== Written task ==
Please put every line of the rows below into a numbered list, one line per item, and leave out the blank lines.

== Entries ==
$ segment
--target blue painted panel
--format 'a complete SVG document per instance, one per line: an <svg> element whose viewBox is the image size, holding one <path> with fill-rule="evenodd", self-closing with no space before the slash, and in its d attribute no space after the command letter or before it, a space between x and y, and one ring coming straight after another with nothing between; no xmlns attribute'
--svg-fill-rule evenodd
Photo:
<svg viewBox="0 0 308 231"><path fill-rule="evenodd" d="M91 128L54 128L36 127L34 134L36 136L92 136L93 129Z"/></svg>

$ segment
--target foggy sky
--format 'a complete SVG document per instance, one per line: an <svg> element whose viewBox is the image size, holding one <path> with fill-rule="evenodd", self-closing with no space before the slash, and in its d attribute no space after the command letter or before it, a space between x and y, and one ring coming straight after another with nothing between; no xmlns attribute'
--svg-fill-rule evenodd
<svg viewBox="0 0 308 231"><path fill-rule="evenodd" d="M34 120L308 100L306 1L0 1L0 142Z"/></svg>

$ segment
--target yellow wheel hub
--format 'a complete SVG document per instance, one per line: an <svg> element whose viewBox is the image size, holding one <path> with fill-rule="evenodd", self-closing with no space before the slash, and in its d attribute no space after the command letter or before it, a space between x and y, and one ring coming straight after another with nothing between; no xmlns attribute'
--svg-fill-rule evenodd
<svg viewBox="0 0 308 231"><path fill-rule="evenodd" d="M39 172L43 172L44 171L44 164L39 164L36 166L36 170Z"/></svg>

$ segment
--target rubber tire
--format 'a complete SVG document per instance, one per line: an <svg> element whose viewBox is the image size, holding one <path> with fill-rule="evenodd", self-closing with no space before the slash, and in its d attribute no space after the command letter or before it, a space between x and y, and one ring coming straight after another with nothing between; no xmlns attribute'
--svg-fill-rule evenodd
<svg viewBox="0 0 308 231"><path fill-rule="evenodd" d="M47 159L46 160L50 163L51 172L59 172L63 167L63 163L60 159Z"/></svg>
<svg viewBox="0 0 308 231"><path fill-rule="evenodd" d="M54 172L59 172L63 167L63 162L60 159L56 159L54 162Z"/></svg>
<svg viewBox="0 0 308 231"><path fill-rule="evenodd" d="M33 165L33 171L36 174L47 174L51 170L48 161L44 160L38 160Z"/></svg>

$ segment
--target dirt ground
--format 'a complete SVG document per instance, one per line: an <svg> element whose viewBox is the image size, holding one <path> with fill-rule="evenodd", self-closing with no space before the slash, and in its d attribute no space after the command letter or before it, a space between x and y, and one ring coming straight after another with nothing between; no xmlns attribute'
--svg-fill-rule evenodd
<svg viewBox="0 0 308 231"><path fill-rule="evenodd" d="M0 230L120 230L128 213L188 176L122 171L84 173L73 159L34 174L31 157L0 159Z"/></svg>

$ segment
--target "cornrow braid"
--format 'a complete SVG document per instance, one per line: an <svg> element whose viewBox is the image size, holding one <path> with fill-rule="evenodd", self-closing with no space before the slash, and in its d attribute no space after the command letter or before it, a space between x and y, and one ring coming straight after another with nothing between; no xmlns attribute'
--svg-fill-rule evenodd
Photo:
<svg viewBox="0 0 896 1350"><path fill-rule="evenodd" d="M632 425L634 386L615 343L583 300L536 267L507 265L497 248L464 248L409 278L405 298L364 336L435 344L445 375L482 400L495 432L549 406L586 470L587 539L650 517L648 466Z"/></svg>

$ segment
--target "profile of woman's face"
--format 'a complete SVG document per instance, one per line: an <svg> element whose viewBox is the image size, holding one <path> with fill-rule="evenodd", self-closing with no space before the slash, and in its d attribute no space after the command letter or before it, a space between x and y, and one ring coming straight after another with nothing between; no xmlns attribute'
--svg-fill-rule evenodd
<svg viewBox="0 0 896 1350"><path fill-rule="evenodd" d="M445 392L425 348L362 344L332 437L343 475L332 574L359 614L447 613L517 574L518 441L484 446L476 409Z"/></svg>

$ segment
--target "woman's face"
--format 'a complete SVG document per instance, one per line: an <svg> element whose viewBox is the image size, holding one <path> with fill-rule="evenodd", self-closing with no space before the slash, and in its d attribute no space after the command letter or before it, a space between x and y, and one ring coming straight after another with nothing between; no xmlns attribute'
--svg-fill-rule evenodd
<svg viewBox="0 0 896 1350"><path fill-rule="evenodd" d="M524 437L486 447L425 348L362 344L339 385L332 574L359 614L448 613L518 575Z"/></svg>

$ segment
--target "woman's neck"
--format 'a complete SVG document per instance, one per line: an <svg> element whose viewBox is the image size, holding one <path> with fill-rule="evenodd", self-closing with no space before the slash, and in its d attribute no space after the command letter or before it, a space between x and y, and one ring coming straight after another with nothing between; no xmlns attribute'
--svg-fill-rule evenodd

== Answer for the task ==
1. $ segment
2. --target blue painted panel
3. --format 'a complete SVG document per instance, one per line: an <svg> element whose viewBox is the image size, holding one <path> with fill-rule="evenodd", self-closing with no space before the slash, and in its d attribute no space after the command letter or before it, a space between x and y, and one ring coming straight after another with nothing between; no xmlns attribute'
4. --svg-fill-rule evenodd
5. Photo:
6. <svg viewBox="0 0 308 231"><path fill-rule="evenodd" d="M91 128L54 128L36 127L34 134L36 136L92 136L93 129Z"/></svg>
7. $ segment
8. --target foggy sky
9. --format 'a complete SVG document per instance, one per line: an <svg> element whose viewBox is the image size, holding one <path> with fill-rule="evenodd", self-closing with no space before the slash, and in its d attribute no space after the command letter or before it, a space between x and y, and one ring coming straight after another with nothing between; no xmlns attribute'
10. --svg-fill-rule evenodd
11. <svg viewBox="0 0 308 231"><path fill-rule="evenodd" d="M34 120L308 100L306 1L0 1L0 142Z"/></svg>
12. $ segment
13. --target yellow wheel hub
14. --format 'a complete SVG document per instance, one per line: an <svg> element whose viewBox is the image size, holding one <path> with fill-rule="evenodd", self-closing with no space before the slash, and in its d attribute no space after the command letter or before it, a space between x and y, and one ring coming straight after another with nothing between; no xmlns attribute'
15. --svg-fill-rule evenodd
16. <svg viewBox="0 0 308 231"><path fill-rule="evenodd" d="M39 172L43 172L44 171L44 164L39 164L36 166L36 170Z"/></svg>
17. $ segment
18. --target rubber tire
19. --format 'a complete SVG document per instance, one per line: an <svg> element whose viewBox is the image size, holding one <path> with fill-rule="evenodd", self-closing with no space before the slash, and in its d attribute no space after the command letter or before it, a space between x and y, and one ring coming straight after another with nothing between; no xmlns attribute'
20. --svg-fill-rule evenodd
21. <svg viewBox="0 0 308 231"><path fill-rule="evenodd" d="M47 159L46 160L50 163L51 172L59 172L63 167L63 163L60 159Z"/></svg>
22. <svg viewBox="0 0 308 231"><path fill-rule="evenodd" d="M54 172L59 172L63 167L63 162L60 159L56 159L54 162Z"/></svg>
23. <svg viewBox="0 0 308 231"><path fill-rule="evenodd" d="M33 165L33 171L36 174L47 174L51 170L48 161L44 160L38 160Z"/></svg>
24. $ segment
25. --target dirt ground
26. --format 'a complete SVG document per instance, one per line: an <svg> element whose viewBox is the image size, holding one <path> with fill-rule="evenodd", self-closing with no space before the slash, and in its d attribute no space after the command letter or before it, a space between x and y, and one ring coming straight after another with nothing between; no xmlns attribute'
27. --svg-fill-rule evenodd
28. <svg viewBox="0 0 308 231"><path fill-rule="evenodd" d="M0 230L120 230L128 213L188 176L122 171L84 173L73 159L34 174L31 157L0 159Z"/></svg>
29. $ segment
30. --target "cornrow braid"
31. --format 'a complete SVG document per instance, one per line: an <svg> element whose viewBox is the image size, holding one <path> with fill-rule="evenodd", self-closing with no space before the slash, and in its d attribute no space after the command letter or before it, a space between x and y, and one ring coming straight after another with nothing between; no xmlns attribute'
32. --svg-fill-rule evenodd
33. Photo:
34. <svg viewBox="0 0 896 1350"><path fill-rule="evenodd" d="M632 425L634 386L615 343L583 300L536 267L507 265L497 248L464 248L409 278L405 298L364 336L435 344L445 375L482 400L495 432L549 406L586 470L587 539L650 517L648 466Z"/></svg>
35. $ segment
36. --target "profile of woman's face"
37. --format 'a complete SVG document per instance, one per line: an <svg> element whose viewBox is the image size, holding one <path> with fill-rule="evenodd", self-closing with no space before the slash, and in its d attribute no space after the command letter or before it, a space between x and y, and one ring coming straight after another with nothing between; no xmlns attribute'
38. --svg-fill-rule evenodd
39. <svg viewBox="0 0 896 1350"><path fill-rule="evenodd" d="M445 392L425 348L362 344L332 437L343 475L332 574L359 614L447 613L517 574L518 441L484 446L476 409Z"/></svg>
40. $ segment
41. --target "woman's face"
42. --format 'a complete SVG document per instance, one per line: an <svg> element whose viewBox is the image size, holding one <path> with fill-rule="evenodd", self-closing with no space before the slash, and in its d attribute no space after the command letter or before it, a space between x and y, and one ring coming straight after another with nothing between; no xmlns attribute'
43. --svg-fill-rule evenodd
44. <svg viewBox="0 0 896 1350"><path fill-rule="evenodd" d="M524 437L486 447L425 348L362 344L339 385L332 574L359 614L448 613L518 575Z"/></svg>
45. $ segment
46. --target "woman's neck"
47. --format 'a complete SVG document per instance, one per line: an <svg> element whose viewBox is the image size, holding one <path> with fill-rule="evenodd", self-closing with no space before the slash, and in its d attribute no space after the command letter or before it, a space between x and y, and one ring coming straight after another with nothing between; no xmlns attribute'
48. --svg-fill-rule evenodd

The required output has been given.